Supplied text:

In the past, randomly oriented nanotube thin films known as “bucky paper” have been used for making electronic and mechanical devices. However, there remains the tricky issue of aligning the nanotubes to access their properties. The team takes advantage of the concentration gradients in a simple vacuum filtration process, which leads to the formation of nanotube liquid crystal thin films. These consist of millions of self-aligned nanotubes. Scaling up such self-aligned nanotubes may enable the low cost per unit area of nanotube thin films; not only for composites but also for electronic thin film transistor applications.

Polymer composites and remote controlled actuators

The team design a layered polymer composite consisting of top and bottom layers of poly-dimethyl siloxane (a low-cost elastomer) with the self-aligned nanotube thin film in between. Schlierien textures are noted suggesting there are highly aligned nanotube domains inside the composites. Mechanical property testing suggests around a 95% change in the elastic modulus at ~0.01 wt%. This suggests that an amount of nanotubes 100 times lower than in competing techniques is used. Near infrared light-driven actuators are also demonstrated with opto-mechanical conversion factors of ~0.5 MPaW-1. This is greater than the stress generated by human skeletal muscles.

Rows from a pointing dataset
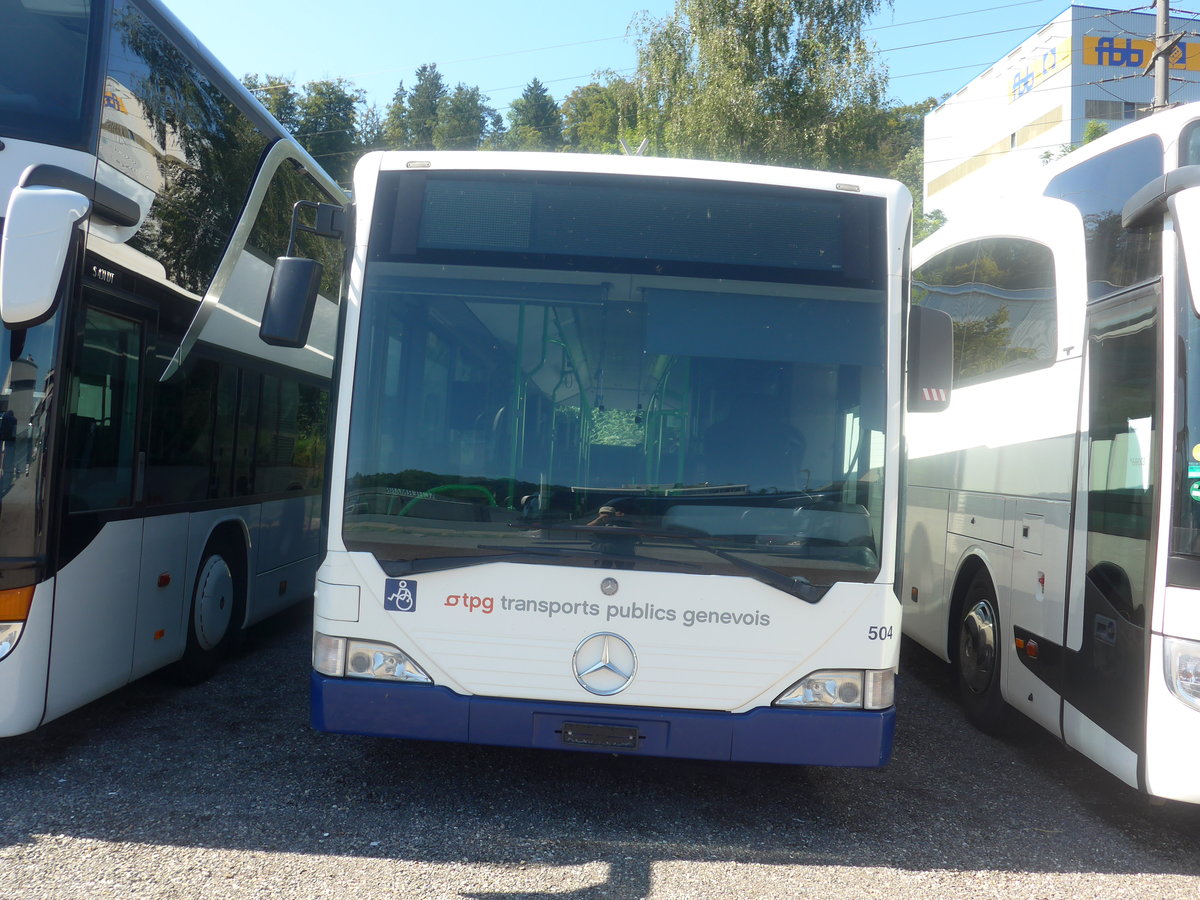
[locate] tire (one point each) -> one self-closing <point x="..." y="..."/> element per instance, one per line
<point x="978" y="658"/>
<point x="213" y="617"/>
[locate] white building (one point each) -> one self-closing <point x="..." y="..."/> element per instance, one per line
<point x="1085" y="65"/>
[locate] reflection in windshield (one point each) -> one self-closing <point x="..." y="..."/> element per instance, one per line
<point x="492" y="409"/>
<point x="47" y="79"/>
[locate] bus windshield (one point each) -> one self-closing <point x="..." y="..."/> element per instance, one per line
<point x="48" y="64"/>
<point x="29" y="360"/>
<point x="534" y="391"/>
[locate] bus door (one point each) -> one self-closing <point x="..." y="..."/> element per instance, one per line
<point x="100" y="586"/>
<point x="1113" y="565"/>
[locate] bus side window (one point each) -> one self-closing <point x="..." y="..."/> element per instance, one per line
<point x="102" y="413"/>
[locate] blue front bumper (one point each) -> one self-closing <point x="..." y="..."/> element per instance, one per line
<point x="807" y="737"/>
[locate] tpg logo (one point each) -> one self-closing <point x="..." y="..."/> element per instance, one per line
<point x="400" y="595"/>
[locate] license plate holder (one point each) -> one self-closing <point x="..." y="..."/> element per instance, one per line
<point x="616" y="737"/>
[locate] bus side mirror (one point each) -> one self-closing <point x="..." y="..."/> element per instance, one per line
<point x="930" y="359"/>
<point x="291" y="300"/>
<point x="37" y="231"/>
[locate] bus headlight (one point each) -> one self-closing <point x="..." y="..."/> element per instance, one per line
<point x="343" y="658"/>
<point x="1181" y="661"/>
<point x="9" y="634"/>
<point x="841" y="689"/>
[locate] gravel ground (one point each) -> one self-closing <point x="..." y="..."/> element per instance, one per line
<point x="223" y="791"/>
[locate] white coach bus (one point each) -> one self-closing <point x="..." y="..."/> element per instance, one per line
<point x="1053" y="519"/>
<point x="160" y="467"/>
<point x="616" y="460"/>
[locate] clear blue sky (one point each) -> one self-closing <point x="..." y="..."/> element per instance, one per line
<point x="931" y="47"/>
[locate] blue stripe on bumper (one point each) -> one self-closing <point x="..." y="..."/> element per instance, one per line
<point x="808" y="737"/>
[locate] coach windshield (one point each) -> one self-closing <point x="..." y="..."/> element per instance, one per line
<point x="587" y="370"/>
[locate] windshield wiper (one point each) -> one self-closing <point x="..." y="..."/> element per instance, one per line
<point x="432" y="564"/>
<point x="796" y="585"/>
<point x="598" y="555"/>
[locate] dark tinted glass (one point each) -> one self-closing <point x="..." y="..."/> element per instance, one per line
<point x="181" y="438"/>
<point x="1116" y="257"/>
<point x="685" y="227"/>
<point x="29" y="359"/>
<point x="1001" y="294"/>
<point x="171" y="129"/>
<point x="102" y="411"/>
<point x="48" y="71"/>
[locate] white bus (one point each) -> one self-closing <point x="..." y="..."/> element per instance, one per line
<point x="160" y="467"/>
<point x="616" y="457"/>
<point x="1053" y="520"/>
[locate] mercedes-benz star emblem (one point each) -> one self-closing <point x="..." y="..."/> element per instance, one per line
<point x="605" y="664"/>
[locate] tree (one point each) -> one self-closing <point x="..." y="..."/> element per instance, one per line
<point x="279" y="95"/>
<point x="465" y="120"/>
<point x="911" y="173"/>
<point x="423" y="107"/>
<point x="534" y="120"/>
<point x="597" y="115"/>
<point x="329" y="125"/>
<point x="395" y="120"/>
<point x="372" y="132"/>
<point x="787" y="82"/>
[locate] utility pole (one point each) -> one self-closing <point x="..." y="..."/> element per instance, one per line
<point x="1163" y="47"/>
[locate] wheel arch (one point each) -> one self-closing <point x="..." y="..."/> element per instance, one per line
<point x="971" y="564"/>
<point x="231" y="538"/>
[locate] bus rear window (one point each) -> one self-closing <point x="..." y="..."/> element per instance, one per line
<point x="48" y="61"/>
<point x="617" y="223"/>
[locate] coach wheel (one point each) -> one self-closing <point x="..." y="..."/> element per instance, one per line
<point x="979" y="657"/>
<point x="210" y="622"/>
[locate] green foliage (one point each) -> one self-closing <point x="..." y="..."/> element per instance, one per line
<point x="983" y="346"/>
<point x="420" y="112"/>
<point x="534" y="120"/>
<point x="911" y="172"/>
<point x="329" y="125"/>
<point x="279" y="95"/>
<point x="785" y="82"/>
<point x="465" y="120"/>
<point x="597" y="115"/>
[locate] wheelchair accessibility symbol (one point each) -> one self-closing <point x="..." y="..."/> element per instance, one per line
<point x="400" y="595"/>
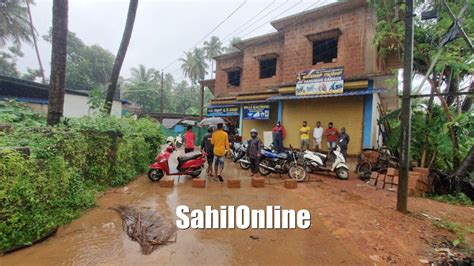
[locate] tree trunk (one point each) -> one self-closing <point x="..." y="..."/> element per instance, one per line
<point x="34" y="41"/>
<point x="58" y="61"/>
<point x="429" y="111"/>
<point x="452" y="134"/>
<point x="467" y="165"/>
<point x="127" y="34"/>
<point x="467" y="103"/>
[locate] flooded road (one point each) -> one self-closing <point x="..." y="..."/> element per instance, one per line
<point x="97" y="237"/>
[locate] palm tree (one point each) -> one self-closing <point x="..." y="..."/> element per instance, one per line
<point x="142" y="75"/>
<point x="231" y="48"/>
<point x="194" y="65"/>
<point x="14" y="25"/>
<point x="127" y="35"/>
<point x="212" y="48"/>
<point x="58" y="61"/>
<point x="33" y="35"/>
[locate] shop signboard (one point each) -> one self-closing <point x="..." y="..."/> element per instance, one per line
<point x="223" y="111"/>
<point x="320" y="81"/>
<point x="256" y="112"/>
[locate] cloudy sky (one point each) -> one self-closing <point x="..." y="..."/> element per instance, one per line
<point x="163" y="28"/>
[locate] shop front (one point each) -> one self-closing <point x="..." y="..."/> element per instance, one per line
<point x="318" y="95"/>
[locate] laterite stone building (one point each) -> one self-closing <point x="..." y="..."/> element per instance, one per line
<point x="328" y="54"/>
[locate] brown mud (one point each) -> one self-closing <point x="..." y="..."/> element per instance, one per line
<point x="352" y="224"/>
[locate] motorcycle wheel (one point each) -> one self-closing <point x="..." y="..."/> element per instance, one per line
<point x="298" y="172"/>
<point x="155" y="175"/>
<point x="195" y="173"/>
<point x="263" y="171"/>
<point x="342" y="173"/>
<point x="245" y="165"/>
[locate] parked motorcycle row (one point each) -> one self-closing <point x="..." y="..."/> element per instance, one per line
<point x="297" y="165"/>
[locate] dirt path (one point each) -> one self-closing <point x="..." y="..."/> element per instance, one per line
<point x="97" y="236"/>
<point x="351" y="224"/>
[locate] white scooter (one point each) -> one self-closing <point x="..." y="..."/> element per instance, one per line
<point x="178" y="142"/>
<point x="316" y="161"/>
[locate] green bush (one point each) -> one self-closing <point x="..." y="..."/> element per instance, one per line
<point x="68" y="164"/>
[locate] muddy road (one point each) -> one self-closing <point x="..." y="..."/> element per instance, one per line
<point x="97" y="236"/>
<point x="352" y="223"/>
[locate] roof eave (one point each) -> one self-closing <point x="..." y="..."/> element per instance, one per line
<point x="318" y="12"/>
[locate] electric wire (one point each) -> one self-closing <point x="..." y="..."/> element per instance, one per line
<point x="210" y="32"/>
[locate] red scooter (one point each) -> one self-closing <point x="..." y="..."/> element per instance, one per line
<point x="187" y="164"/>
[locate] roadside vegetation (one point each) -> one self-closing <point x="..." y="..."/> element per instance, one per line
<point x="442" y="131"/>
<point x="67" y="165"/>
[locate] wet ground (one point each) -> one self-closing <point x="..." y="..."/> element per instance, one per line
<point x="352" y="223"/>
<point x="97" y="236"/>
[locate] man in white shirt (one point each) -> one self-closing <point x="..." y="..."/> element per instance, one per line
<point x="317" y="136"/>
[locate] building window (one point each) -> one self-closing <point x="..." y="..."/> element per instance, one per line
<point x="324" y="50"/>
<point x="233" y="78"/>
<point x="267" y="68"/>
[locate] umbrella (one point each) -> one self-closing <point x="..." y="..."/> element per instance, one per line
<point x="188" y="122"/>
<point x="211" y="121"/>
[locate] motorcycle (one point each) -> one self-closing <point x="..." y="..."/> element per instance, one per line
<point x="281" y="163"/>
<point x="191" y="164"/>
<point x="178" y="142"/>
<point x="239" y="154"/>
<point x="315" y="161"/>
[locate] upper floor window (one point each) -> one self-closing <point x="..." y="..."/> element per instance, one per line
<point x="324" y="50"/>
<point x="324" y="45"/>
<point x="233" y="78"/>
<point x="267" y="68"/>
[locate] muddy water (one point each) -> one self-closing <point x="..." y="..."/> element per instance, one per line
<point x="97" y="236"/>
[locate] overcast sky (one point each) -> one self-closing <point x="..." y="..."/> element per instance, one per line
<point x="163" y="28"/>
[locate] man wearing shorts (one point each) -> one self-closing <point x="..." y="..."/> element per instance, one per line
<point x="304" y="136"/>
<point x="207" y="147"/>
<point x="317" y="136"/>
<point x="220" y="141"/>
<point x="331" y="137"/>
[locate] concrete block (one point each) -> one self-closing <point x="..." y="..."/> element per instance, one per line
<point x="392" y="171"/>
<point x="374" y="175"/>
<point x="233" y="183"/>
<point x="166" y="182"/>
<point x="395" y="180"/>
<point x="291" y="183"/>
<point x="258" y="182"/>
<point x="373" y="181"/>
<point x="199" y="183"/>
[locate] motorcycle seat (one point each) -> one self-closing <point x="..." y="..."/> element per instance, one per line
<point x="187" y="157"/>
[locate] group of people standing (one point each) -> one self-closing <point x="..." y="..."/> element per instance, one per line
<point x="216" y="144"/>
<point x="333" y="137"/>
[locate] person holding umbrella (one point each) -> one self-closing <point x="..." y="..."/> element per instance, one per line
<point x="220" y="141"/>
<point x="207" y="147"/>
<point x="278" y="133"/>
<point x="189" y="138"/>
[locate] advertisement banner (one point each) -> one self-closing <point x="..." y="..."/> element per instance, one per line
<point x="321" y="81"/>
<point x="223" y="111"/>
<point x="256" y="112"/>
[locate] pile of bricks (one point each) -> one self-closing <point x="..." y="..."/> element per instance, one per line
<point x="370" y="156"/>
<point x="419" y="182"/>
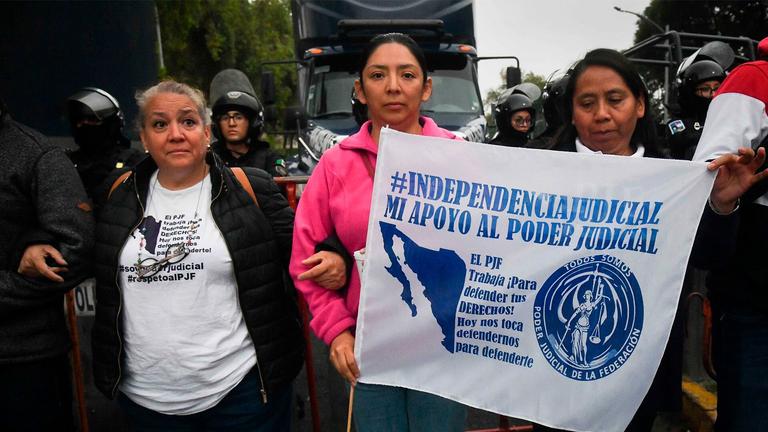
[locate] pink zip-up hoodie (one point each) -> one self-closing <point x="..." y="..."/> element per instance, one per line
<point x="337" y="199"/>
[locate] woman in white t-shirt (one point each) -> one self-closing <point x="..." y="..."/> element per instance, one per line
<point x="195" y="329"/>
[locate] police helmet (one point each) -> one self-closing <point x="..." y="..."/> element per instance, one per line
<point x="701" y="70"/>
<point x="231" y="90"/>
<point x="508" y="103"/>
<point x="95" y="104"/>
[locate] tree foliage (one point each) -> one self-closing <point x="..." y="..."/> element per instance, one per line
<point x="746" y="18"/>
<point x="202" y="37"/>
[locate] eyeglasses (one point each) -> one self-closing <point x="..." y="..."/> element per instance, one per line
<point x="237" y="117"/>
<point x="706" y="91"/>
<point x="149" y="267"/>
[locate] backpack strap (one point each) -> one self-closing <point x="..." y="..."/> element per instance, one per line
<point x="118" y="182"/>
<point x="367" y="162"/>
<point x="242" y="178"/>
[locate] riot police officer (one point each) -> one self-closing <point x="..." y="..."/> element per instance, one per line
<point x="515" y="115"/>
<point x="552" y="105"/>
<point x="238" y="117"/>
<point x="698" y="78"/>
<point x="96" y="122"/>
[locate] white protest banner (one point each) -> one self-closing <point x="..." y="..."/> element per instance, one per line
<point x="536" y="284"/>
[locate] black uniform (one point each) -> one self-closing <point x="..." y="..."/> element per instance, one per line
<point x="104" y="153"/>
<point x="259" y="155"/>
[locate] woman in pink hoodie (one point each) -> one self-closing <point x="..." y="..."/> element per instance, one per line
<point x="393" y="84"/>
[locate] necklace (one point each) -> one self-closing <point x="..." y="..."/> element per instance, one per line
<point x="147" y="267"/>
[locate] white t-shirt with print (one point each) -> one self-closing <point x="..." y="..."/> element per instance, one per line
<point x="185" y="340"/>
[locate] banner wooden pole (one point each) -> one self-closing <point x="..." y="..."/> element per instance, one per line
<point x="349" y="409"/>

Problems to solve:
a: Transcribe the nanotube passage between "In the past, randomly" and "film transistor applications.", inclusive.
b: Filter the rows down to the lines that contain the string "front", and copy each of those lines.

Expected results:
a:
In the past, randomly oriented nanotube thin films known as “bucky paper” have been used for making electronic and mechanical devices. However, there remains the tricky issue of aligning the nanotubes to access their properties. The team takes advantage of the concentration gradients in a simple vacuum filtration process, which leads to the formation of nanotube liquid crystal thin films. These consist of millions of self-aligned nanotubes. Scaling up such self-aligned nanotubes may enable the low cost per unit area of nanotube thin films; not only for composites but also for electronic thin film transistor applications.

b:
[locate] blue front bumper (one point each) -> one self-closing <point x="..." y="..."/> element per instance, one per line
[locate] shop front (one point each) -> one self-closing <point x="..." y="..."/> element per instance, one per line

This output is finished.